GIVEN TEXT —

----------------

After Uproar, California Refines Order For Nursing Homes To Take In People With Virus
After rebukes from doctors and advocates for elderly people, the California Department of Public Health refined a sweeping order that had required nursing homes to accept residents recovering from or suspected of having COVID-19.
A new state order now says nursing homes can be expected to accept these residents only if certain conditions are met.
A local health department has to be consulted. The nursing home must have adequate personal protective equipment and be equipped to follow federal infection prevention and control rules, the new order states. Also, officials now say patients who were suspected of having the virus but tested negative can be transferred to nursing homes.
The original order, which was issued Monday, did not have these specific requirements. It simply directed nursing homes to accept people suspected or diagnosed with COVID-19, the disease caused by the coronavirus, while taking “appropriate precautions to prevent the spread of the infection.”
Doctors and advocates for people living in nursing homes denounced the original order as reckless.
“Sacrificing the lives of beloved nursing home residents is beyond unconscionable,” said Patricia McGinnis, executive director of California Advocates for Nursing Home Reform. “California’s directive is nothing less than a death sentence for countless residents.”
The more detailed policy was welcomed by advocates and physicians who work at the state’s 1,500 nursing homes.
“My colleagues and I are thrilled to see that the California Department of Public health decided last night to back off that blanket mandate that said we had to take COVID positive patients no matter what,” said Dr. Karl Steinberg, a nursing home and hospice medical director in North San Diego County. “I think it’s really a step in the right direction.”

----------------

LISTED ENTRIES —
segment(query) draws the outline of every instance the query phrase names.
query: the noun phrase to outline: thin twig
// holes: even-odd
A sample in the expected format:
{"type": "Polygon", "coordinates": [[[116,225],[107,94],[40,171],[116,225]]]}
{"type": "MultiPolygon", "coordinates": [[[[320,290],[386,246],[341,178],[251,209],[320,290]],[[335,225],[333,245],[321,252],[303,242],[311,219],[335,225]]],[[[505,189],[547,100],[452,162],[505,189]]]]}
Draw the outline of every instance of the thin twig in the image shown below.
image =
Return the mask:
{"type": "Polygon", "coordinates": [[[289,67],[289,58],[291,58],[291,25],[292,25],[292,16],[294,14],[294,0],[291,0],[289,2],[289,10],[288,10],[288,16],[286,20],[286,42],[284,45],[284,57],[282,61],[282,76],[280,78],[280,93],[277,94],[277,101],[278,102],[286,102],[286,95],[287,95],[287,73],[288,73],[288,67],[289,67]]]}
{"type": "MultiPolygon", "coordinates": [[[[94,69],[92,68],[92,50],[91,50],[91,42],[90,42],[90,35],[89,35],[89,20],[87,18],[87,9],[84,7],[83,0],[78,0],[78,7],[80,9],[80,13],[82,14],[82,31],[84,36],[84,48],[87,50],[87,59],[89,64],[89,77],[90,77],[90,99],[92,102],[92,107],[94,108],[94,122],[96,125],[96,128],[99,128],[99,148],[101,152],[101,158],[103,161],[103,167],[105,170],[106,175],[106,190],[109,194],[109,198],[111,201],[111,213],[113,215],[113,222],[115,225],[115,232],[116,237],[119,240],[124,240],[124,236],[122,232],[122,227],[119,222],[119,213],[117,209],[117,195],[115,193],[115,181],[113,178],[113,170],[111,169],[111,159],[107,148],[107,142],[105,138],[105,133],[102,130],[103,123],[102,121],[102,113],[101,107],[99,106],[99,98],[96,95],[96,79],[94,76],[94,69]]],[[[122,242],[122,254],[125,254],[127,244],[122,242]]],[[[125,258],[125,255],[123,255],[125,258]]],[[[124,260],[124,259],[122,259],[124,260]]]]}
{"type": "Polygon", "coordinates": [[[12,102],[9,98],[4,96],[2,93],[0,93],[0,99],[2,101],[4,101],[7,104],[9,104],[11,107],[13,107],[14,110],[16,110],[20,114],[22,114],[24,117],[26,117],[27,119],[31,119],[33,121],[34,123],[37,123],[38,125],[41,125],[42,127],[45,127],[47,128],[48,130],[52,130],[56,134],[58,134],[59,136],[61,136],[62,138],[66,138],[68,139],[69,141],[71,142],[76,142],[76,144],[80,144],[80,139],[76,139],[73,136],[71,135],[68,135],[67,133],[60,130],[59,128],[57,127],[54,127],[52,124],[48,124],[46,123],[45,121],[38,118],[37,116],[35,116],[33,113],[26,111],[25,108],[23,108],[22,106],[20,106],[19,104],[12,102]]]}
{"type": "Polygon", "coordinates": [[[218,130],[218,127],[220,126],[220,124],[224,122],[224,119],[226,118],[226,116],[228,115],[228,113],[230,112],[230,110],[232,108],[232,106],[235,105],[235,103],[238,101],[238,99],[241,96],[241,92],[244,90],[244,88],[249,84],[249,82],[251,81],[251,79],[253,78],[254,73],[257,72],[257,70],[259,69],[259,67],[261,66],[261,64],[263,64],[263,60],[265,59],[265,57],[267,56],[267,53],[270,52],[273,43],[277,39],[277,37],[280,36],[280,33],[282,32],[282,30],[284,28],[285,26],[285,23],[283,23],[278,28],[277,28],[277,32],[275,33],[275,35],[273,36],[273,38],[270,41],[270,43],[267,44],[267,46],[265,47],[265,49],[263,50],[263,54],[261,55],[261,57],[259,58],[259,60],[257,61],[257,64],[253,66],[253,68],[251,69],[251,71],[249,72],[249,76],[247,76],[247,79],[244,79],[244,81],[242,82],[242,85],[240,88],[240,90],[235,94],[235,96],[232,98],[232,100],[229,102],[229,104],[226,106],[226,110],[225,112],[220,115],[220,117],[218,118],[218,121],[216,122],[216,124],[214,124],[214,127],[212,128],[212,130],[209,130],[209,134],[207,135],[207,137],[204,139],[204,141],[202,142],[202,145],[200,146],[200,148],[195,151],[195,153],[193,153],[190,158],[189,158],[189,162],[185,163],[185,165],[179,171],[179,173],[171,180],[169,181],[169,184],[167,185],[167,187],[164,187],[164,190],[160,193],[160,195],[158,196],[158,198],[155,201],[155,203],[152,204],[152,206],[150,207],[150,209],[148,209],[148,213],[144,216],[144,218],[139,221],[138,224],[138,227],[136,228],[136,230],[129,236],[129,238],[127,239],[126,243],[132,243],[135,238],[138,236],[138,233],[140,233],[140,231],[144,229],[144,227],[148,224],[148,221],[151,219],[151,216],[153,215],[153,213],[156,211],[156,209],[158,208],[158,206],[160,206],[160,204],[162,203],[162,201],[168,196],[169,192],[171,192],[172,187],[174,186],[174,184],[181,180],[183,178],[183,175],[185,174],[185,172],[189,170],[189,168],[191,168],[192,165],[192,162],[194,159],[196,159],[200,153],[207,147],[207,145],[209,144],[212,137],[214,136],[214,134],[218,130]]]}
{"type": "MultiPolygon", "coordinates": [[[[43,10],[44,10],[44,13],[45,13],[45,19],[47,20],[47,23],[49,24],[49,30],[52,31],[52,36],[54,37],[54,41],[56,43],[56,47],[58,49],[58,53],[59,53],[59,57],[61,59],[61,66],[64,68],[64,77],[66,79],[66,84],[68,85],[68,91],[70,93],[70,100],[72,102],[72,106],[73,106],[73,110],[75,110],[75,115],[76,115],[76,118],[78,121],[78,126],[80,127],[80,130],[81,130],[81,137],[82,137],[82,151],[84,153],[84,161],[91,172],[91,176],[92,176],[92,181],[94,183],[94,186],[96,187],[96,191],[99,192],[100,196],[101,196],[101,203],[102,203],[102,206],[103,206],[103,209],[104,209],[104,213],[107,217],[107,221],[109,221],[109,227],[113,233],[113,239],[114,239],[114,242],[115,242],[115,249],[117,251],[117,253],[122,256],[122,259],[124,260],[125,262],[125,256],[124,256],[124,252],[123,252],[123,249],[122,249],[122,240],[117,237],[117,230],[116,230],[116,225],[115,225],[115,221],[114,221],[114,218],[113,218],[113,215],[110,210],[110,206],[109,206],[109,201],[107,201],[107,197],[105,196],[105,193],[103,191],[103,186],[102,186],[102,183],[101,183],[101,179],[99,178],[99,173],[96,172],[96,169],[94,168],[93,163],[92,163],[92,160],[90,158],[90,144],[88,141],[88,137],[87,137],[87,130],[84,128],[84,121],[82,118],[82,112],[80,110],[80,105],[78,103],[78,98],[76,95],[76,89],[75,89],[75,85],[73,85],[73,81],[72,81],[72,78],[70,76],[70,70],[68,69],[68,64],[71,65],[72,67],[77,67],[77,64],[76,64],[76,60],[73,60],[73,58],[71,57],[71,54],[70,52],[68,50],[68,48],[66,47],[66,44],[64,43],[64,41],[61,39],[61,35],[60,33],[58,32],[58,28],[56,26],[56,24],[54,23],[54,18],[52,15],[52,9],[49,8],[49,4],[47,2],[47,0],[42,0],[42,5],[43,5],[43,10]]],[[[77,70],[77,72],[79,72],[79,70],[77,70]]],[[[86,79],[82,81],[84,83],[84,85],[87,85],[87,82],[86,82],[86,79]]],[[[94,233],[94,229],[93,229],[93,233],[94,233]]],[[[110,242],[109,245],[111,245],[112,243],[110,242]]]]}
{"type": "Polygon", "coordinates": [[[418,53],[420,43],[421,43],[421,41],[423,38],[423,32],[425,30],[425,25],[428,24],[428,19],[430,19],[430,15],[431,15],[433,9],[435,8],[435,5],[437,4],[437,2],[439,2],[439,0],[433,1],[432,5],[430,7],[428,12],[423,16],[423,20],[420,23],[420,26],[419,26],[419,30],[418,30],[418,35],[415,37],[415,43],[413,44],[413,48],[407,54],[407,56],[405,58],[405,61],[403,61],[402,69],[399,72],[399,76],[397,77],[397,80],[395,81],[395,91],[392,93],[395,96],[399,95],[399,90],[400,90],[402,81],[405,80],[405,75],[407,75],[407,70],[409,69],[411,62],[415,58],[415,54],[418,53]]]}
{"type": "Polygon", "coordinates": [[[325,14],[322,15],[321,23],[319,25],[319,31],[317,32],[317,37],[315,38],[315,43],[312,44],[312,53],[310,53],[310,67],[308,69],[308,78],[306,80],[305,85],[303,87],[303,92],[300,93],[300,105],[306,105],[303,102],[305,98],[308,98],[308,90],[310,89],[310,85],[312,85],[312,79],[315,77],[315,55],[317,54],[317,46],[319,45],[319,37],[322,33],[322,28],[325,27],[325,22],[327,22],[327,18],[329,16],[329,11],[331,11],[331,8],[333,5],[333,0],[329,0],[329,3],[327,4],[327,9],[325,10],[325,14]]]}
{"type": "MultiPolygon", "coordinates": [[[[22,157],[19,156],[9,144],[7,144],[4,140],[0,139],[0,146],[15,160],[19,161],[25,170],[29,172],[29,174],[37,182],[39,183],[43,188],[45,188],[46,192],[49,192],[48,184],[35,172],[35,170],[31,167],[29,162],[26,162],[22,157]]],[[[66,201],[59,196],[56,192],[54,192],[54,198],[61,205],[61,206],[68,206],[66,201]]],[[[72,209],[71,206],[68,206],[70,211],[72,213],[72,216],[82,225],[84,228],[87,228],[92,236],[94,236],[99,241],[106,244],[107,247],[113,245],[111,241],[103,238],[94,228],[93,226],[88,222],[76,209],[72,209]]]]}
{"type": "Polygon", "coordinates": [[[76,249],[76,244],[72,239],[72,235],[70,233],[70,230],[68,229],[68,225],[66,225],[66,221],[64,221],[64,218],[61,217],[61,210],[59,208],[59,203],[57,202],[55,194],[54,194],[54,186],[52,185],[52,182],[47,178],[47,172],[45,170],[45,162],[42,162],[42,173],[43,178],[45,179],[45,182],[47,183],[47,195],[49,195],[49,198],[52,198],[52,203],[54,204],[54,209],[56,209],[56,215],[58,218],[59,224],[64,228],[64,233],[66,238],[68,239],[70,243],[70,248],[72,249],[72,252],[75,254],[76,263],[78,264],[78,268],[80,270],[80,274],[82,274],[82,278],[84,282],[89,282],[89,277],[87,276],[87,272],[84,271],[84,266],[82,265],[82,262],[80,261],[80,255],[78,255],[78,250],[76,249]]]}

----------------

EXERCISE 1 —
How many nursing homes does the article on California's nursing home order say the state has?
EXERCISE 2 —
Write the next part of the article on California's nursing home order, beginning after its final sentence.

WRITTEN RESPONSE 1 —
1,500

WRITTEN RESPONSE 2 —
COVID-19 is particularly hard on the elderly and sick. For weeks, the state has warned about the lethal threat COVID-19 posed to nursing homes.
The death rate is between 10% and 27% for people 85 and older, according to the Centers for Disease Control and Prevention. It is as high as 11% for those between 65 and 84.
A coronavirus outbreak at the Life Care Center nursing home in Washington state is linked to 37 deaths. And there have been hundreds of COVID-19 cases at nursing homes and senior care residential communities across the country, including more than 30 in San Diego County.
Meanwhile, a new survey by McKnight’s Long-Term Care News found that nursing homes across the country are already understaffed and under-equipped as they grapple with the COVID-19 pandemic.
Among the nursing homes that responded to the poll, 77% said they don’t have enough personal protective supplies, such as masks, gowns, gloves and shoe covers.
This equipment is considered crucial to controlling infections and shielding frontline medical care workers.
Nearly 60% of nursing homes said they were forced to use homemade gear or reuse the items.
Almost half of the nursing homes also said they had employees who had called in sick because of COVID-19 symptoms.